▶ EXERCISE INSTRUCTIONS:
a. Set down the stretch of the Copeland sketch from "This simple narrative" through "and to death." word for word.
b. According to the Copeland sketch, which company and regiment did he join when he entered the Union army?
c. For each statement, answer yes or no according to the Copeland sketch, and quote the words that decide it: (i) He grew up on his father's farm in Henry county, Ind. (ii) He attended the district schools during the summer months. (iii) He left the army before the war ended.

▶ EXCERPTED PASSAGE:
The subject of this notice was reared on his father’s farm in Henry county, Ind., and received an ordinary common-school training, working as a farm hand through the summer months and attending the district schools in the winter. He entered the Union army in July, 1862, then just turned into his nineteenth year, enlisting in Company I, Sixty-ninth Indiana infantry. He served till the close of the war, participating in all the campaigns and engagements that his regiment served in till the surrender.

This simple narrative of Mr. Copeland’s military career will probably excite no special interest in the mind of the general reader, as it is the oft-told story, true of thousands of old soldiers, but it will, nevertheless, be of absorbing interest in years to come to his descendants who will treasure the meagre facts thus preserved of his army life as the miser treasures his gold. Thoy will look upon those years as the eventful ones of his life as well as of this nation — those years when patriotism flushed through the land like an electric thrill; when the canker of gold and the dust of cotton dropped from the manhood of the nation, and men went forth to battle for their country; when they surrendered the search for wealth, dropped the plow in its furrow, the hammer at the forge, the pen at the desk and marched cheerily to wounds and to death.

▶ STORED ROWS:
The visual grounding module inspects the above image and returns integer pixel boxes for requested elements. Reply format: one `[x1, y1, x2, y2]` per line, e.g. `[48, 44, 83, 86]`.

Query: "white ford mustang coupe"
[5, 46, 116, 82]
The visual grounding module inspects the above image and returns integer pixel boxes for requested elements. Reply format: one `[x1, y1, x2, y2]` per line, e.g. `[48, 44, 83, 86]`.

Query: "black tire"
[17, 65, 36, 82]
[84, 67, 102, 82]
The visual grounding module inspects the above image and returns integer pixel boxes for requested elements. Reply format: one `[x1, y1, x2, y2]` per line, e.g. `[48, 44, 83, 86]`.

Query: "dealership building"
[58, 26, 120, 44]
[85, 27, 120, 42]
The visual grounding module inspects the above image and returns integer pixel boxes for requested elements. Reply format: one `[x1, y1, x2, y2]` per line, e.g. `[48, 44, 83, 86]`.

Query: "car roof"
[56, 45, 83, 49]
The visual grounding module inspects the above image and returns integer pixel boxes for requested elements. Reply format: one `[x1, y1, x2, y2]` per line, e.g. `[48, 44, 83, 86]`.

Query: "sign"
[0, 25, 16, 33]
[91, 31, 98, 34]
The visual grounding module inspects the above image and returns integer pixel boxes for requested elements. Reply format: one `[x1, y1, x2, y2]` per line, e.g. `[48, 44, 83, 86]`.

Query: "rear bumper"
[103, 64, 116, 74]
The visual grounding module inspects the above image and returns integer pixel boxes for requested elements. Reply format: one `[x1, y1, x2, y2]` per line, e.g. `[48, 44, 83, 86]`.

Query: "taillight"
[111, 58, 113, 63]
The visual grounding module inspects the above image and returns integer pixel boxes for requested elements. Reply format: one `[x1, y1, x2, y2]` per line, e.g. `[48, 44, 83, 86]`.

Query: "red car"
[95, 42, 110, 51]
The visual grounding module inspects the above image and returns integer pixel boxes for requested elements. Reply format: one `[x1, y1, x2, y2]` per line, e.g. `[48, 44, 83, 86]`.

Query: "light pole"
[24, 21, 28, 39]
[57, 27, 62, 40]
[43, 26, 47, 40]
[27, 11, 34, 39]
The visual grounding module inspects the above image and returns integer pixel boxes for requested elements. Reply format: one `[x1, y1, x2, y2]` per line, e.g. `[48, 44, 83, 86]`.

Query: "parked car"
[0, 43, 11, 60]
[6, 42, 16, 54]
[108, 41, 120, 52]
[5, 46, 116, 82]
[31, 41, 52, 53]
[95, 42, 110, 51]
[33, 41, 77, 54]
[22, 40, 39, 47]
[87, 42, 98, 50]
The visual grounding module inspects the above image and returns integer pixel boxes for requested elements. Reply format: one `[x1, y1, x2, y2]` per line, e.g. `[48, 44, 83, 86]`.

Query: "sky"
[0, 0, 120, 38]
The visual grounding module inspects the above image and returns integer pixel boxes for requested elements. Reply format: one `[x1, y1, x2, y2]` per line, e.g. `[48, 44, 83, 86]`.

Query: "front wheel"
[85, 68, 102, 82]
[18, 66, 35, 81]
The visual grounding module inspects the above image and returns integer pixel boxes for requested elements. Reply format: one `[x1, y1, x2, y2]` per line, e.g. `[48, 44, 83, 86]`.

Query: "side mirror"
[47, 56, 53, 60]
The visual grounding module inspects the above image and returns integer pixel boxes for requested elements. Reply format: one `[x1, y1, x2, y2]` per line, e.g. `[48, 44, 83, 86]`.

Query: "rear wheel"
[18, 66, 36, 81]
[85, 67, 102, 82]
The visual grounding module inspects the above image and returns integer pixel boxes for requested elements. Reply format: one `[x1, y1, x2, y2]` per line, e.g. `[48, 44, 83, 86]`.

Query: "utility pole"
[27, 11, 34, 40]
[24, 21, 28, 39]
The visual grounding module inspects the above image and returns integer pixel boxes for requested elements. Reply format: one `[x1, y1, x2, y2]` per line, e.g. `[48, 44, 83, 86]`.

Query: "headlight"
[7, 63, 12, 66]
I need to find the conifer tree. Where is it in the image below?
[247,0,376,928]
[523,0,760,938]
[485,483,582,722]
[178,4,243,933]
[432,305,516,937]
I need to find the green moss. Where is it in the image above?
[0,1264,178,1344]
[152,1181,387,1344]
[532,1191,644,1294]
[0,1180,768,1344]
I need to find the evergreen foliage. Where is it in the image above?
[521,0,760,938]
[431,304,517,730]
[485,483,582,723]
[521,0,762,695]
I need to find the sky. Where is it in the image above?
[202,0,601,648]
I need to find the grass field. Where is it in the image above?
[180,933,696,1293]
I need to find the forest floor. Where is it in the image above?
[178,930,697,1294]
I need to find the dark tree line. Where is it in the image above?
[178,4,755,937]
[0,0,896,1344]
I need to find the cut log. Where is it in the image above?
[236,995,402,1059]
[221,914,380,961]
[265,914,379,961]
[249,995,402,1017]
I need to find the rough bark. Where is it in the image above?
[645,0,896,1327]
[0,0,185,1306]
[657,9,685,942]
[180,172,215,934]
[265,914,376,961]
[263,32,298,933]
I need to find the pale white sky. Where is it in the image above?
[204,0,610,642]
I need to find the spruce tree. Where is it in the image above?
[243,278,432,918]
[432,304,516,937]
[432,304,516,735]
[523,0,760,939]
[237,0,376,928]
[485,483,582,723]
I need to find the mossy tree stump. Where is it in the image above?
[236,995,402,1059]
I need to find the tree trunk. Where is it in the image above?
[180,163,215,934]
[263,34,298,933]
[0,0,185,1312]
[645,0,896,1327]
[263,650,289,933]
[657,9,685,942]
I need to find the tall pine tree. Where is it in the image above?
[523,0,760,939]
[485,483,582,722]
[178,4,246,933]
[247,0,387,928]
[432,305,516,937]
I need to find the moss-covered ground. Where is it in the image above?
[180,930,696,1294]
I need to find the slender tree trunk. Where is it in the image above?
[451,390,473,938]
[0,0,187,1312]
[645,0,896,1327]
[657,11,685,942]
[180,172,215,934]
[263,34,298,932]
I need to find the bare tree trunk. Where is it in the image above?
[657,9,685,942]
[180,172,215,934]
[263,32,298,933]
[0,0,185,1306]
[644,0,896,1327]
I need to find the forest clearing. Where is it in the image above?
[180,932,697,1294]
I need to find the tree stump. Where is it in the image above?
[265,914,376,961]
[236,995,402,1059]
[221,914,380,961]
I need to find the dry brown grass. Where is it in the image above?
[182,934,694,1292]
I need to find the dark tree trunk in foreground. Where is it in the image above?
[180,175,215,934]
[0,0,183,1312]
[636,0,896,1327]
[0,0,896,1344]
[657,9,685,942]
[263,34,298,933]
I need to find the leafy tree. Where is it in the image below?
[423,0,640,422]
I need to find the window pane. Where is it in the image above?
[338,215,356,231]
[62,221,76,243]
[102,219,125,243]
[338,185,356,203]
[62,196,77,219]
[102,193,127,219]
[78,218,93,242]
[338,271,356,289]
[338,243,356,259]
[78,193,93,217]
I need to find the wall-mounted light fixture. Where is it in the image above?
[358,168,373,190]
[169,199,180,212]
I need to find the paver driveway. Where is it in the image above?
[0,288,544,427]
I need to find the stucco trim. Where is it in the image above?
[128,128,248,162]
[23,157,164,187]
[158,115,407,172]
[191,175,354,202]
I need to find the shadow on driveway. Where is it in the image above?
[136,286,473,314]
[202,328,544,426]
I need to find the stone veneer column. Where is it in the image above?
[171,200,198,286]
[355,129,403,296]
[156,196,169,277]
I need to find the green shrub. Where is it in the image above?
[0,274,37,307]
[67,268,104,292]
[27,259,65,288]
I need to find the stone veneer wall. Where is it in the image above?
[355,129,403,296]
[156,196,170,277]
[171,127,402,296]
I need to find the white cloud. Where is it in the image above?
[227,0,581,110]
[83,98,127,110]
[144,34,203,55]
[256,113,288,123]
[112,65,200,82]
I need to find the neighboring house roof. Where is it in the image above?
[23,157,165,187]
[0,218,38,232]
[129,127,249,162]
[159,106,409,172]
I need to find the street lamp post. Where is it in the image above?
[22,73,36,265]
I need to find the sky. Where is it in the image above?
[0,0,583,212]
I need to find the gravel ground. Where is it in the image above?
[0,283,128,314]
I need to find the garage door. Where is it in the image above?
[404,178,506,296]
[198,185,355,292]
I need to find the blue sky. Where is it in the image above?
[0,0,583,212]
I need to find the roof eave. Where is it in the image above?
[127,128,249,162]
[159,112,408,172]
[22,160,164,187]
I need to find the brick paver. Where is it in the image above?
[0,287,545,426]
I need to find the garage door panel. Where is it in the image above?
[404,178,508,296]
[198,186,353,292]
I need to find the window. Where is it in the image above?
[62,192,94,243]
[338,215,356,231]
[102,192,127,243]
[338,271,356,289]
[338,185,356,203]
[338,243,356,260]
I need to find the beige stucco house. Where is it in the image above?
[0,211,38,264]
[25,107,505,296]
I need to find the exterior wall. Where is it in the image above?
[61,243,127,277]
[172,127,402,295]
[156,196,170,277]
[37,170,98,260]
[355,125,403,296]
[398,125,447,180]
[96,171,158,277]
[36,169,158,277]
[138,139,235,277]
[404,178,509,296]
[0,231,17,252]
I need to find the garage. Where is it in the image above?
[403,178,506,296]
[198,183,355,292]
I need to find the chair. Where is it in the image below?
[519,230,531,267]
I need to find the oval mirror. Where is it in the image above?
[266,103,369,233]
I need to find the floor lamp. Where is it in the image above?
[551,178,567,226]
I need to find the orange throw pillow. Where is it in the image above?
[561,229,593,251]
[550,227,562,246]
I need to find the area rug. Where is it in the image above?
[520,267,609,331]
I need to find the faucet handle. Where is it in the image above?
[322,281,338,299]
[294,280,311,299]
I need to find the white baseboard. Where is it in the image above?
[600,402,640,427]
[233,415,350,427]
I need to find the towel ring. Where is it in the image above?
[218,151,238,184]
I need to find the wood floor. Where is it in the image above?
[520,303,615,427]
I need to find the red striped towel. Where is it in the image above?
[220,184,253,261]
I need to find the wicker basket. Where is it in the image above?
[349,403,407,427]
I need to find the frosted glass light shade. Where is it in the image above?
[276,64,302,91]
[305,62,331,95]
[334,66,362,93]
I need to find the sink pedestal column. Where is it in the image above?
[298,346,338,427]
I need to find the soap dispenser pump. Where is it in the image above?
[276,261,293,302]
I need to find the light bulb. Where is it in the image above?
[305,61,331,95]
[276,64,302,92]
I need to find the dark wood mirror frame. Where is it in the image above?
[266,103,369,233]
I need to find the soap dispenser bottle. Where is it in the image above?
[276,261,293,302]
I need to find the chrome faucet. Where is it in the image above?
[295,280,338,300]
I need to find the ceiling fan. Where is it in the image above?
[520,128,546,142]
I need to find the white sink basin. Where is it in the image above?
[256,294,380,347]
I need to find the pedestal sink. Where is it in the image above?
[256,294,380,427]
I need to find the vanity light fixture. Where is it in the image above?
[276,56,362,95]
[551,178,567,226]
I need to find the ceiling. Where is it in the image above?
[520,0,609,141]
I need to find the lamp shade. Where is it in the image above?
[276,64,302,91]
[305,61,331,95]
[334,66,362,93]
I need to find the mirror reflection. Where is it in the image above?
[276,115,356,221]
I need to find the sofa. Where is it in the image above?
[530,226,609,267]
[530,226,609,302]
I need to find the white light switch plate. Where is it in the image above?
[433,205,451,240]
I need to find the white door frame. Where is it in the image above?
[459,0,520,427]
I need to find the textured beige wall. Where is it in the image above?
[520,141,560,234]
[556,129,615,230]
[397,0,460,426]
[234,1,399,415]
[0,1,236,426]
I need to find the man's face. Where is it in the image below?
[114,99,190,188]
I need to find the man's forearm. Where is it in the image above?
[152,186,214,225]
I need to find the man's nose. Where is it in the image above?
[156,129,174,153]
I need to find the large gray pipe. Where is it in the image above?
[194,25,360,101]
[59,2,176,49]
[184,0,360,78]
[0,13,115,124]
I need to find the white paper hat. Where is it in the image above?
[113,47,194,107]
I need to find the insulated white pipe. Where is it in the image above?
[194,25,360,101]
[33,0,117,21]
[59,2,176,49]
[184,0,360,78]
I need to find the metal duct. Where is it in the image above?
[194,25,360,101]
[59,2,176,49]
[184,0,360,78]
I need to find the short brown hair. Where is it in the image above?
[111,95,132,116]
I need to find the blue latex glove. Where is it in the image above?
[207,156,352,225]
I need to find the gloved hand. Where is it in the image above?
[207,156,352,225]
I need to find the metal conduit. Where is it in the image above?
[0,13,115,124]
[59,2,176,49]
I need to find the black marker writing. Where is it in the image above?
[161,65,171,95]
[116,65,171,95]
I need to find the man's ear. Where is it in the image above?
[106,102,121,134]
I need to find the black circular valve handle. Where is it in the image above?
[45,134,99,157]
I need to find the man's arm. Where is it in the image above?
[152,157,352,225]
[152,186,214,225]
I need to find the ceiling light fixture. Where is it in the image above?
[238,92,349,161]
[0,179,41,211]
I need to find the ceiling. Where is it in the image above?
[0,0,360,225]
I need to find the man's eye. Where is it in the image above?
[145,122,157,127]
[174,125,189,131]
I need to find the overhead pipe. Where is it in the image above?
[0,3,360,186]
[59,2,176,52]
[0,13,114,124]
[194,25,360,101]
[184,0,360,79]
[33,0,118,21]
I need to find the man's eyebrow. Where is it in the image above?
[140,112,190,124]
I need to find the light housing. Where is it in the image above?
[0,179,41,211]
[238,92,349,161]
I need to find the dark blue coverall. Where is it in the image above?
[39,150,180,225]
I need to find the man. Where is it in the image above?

▶ LIST OF SOLUTIONS:
a.
This simple narrative of Mr. Copeland’s military career will probably excite no special interest in the mind of the general reader, as it is the oft-told story, true of thousands of old soldiers, but it will, nevertheless, be of absorbing interest in years to come to his descendants who will treasure the meagre facts thus preserved of his army life as the miser treasures his gold. Thoy will look upon those years as the eventful ones of his life as well as of this nation — those years when patriotism flushed through the land like an electric thrill; when the canker of gold and the dust of cotton dropped from the manhood of the nation, and men went forth to battle for their country; when they surrendered the search for wealth, dropped the plow in its furrow, the hammer at the forge, the pen at the desk and marched cheerily to wounds and to death.

b. Company I, Sixty-ninth Indiana infantry.

c.
(i) Yes: "was reared on his father’s farm in Henry county, Ind."
(ii) No: "working as a farm hand through the summer months and attending the district schools in the winter"
(iii) No: "He served till the close of the war"